→ **Entries provided**
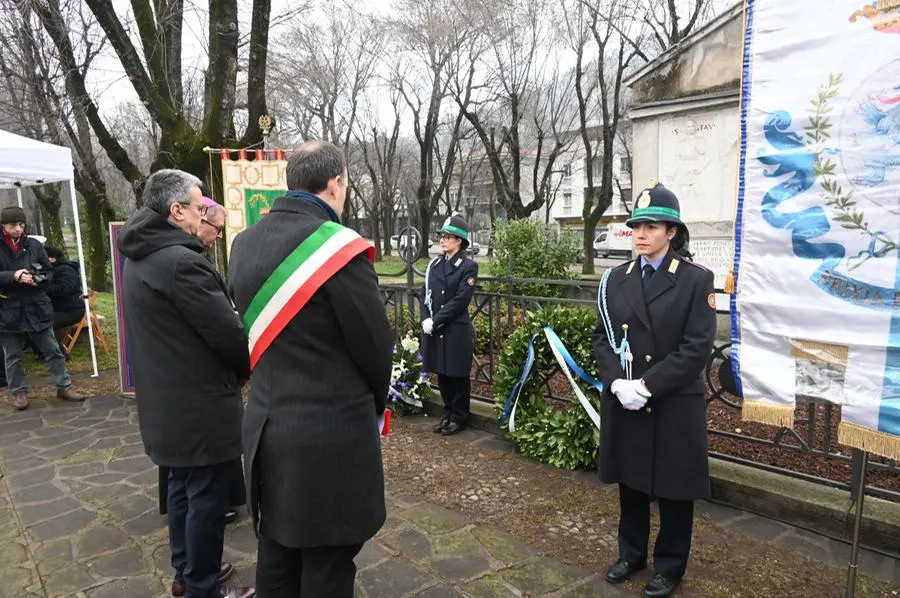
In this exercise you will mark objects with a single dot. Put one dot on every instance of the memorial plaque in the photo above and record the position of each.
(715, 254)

---

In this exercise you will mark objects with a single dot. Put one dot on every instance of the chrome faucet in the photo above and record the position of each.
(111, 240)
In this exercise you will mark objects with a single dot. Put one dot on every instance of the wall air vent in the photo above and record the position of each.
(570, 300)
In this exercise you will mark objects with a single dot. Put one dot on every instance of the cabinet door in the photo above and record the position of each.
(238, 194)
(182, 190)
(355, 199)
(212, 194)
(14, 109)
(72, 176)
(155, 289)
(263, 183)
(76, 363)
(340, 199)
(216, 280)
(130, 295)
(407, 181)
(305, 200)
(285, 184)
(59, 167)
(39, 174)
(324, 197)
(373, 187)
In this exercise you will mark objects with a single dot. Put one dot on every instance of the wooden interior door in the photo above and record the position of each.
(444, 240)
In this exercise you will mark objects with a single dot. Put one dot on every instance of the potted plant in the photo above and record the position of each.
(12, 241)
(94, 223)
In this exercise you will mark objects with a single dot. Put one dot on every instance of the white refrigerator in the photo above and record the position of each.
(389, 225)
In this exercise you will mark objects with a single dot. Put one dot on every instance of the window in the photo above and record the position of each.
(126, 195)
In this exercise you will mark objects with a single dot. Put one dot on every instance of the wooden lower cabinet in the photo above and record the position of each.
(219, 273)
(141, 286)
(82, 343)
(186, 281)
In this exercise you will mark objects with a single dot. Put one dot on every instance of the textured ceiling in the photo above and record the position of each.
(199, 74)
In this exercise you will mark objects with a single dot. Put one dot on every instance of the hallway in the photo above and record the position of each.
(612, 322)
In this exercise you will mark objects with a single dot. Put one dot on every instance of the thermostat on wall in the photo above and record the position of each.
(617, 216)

--

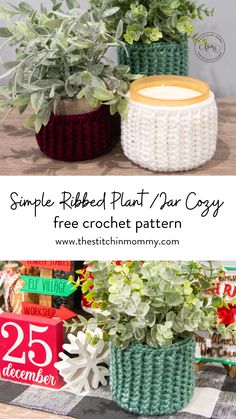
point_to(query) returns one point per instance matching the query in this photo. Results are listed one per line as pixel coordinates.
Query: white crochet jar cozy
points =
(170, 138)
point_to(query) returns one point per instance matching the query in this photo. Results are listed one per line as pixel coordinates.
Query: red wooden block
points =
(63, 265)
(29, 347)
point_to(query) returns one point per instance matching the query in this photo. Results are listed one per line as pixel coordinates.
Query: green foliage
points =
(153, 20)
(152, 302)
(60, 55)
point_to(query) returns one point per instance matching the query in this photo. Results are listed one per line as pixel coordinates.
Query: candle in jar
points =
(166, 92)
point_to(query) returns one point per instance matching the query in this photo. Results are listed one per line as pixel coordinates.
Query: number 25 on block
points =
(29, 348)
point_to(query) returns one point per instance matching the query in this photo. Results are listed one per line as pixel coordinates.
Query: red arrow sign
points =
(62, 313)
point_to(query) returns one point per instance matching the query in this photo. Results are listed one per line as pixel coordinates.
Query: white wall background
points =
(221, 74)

→ **Exercise brief**
Establish how many lines of the material above hold the word "block". Nothing but the count should be returned.

→ **Expected answer**
2